◆ **Extract**
"""

This no-cook/no-bake recipe came about through good old fashioned procrastination. There’s a snazzy new appliance in my kitchen, and I’m afraid to use it. So, instead of delivering you something cooked, I’m giving you healthy vegan cookie dough truffles. No heat, oven time or scary appliances are required. This recipe contains a tasty secret ingredient -and it’s not black beans or chickpeas (although, this vegan chickpea cookie dough from Popsugar Fitness looks pretty incredible).
Before I get into the secret ingredient in this cookie dough recipe, I’ll introduce you to the appliance I’m currently fearing: It’s the Breville Fast Slow Cooker! It’s a pressure cooker, so naturally, I’m afraid of it exploding.
If any of you have ever used a newer-model pressure cooker, please let me know what your experience with it has been! The last thing I want is a steam burn. Onto the healthy cookie dough truffles!
- High in fibre: Pears contain both soluble and insoluble fibre for a healthy digestive system.
- Heart-healthy: The high amounts of fibre (specifically pectin) in the pear work to flush out serum cholesterol.
- Diabetes aversion/support: The high fibre content of pears can help to avert or manage diabetes. This, along with its flavonols and anthocyanins, have been shown to improve insulin sensitivity.

"""

◆ **Dataset excerpts**
"""

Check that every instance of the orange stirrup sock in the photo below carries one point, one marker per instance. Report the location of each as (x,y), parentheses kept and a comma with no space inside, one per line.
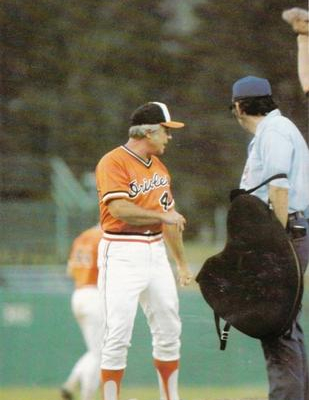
(168,378)
(111,383)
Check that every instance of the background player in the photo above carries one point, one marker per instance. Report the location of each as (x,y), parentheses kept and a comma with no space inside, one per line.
(298,18)
(86,307)
(137,211)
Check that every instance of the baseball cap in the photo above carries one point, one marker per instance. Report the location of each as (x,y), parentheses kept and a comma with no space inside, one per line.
(250,86)
(154,113)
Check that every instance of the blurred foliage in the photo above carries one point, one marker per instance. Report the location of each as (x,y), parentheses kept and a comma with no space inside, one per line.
(72,72)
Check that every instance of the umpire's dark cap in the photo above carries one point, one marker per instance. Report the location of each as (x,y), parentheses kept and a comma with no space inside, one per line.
(250,86)
(154,113)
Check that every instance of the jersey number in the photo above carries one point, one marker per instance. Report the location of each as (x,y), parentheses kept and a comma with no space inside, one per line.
(164,201)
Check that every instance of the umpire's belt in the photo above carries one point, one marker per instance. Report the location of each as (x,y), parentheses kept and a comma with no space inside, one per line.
(147,237)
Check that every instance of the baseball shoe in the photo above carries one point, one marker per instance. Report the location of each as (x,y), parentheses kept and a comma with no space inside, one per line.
(298,18)
(66,394)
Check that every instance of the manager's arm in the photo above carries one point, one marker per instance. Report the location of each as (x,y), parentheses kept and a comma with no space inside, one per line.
(135,215)
(279,198)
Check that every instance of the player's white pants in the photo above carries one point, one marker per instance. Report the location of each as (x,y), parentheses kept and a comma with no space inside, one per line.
(132,273)
(87,310)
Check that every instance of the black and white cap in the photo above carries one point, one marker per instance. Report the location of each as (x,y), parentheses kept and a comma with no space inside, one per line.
(154,113)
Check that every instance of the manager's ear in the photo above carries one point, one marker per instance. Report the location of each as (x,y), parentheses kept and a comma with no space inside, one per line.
(148,133)
(238,109)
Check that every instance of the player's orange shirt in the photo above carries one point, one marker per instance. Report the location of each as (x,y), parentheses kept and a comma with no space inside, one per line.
(82,263)
(122,174)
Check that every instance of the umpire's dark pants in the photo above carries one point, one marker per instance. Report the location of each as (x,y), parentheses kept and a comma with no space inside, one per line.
(285,356)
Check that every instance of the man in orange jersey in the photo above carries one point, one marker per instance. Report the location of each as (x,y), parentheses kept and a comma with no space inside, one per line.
(137,216)
(86,307)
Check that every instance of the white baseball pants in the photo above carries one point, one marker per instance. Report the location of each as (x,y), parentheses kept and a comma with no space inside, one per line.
(132,273)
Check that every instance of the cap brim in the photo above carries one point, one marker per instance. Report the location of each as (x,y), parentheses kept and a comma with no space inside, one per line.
(173,124)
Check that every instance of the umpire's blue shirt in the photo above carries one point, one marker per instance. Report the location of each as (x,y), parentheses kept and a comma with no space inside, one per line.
(278,147)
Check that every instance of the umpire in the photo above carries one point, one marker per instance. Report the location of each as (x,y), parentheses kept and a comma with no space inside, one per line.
(278,147)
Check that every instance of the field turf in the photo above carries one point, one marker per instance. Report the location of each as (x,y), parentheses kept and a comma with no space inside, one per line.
(142,393)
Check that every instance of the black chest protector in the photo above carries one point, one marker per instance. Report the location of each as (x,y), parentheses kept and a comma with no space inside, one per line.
(255,284)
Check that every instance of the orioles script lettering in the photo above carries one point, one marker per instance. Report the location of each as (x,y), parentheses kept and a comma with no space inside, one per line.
(147,185)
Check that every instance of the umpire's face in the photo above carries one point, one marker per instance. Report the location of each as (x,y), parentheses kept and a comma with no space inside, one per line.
(157,140)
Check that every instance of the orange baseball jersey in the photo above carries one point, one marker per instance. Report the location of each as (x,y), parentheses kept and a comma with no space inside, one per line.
(122,174)
(82,263)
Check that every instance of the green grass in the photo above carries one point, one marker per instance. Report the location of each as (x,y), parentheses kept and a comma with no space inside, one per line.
(142,393)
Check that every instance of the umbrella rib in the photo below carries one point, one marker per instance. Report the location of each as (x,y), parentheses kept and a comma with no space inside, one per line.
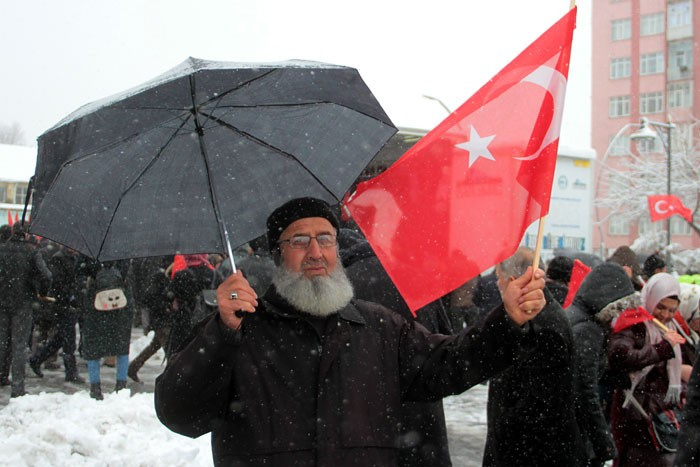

"""

◆ **Task brief**
Using the truffle recipe text, mark each statement yes or no, and quote the words from the text that decide it.
1. The new kitchen appliance is a pressure cooker.
2. The secret ingredient is chickpeas.
3. Pears contain only soluble fibre.
The data can be left out here.

◆ **Exercise output**
1. Yes: "It’s a pressure cooker"
2. No: "it’s not black beans or chickpeas"
3. No: "Pears contain both soluble and insoluble fibre"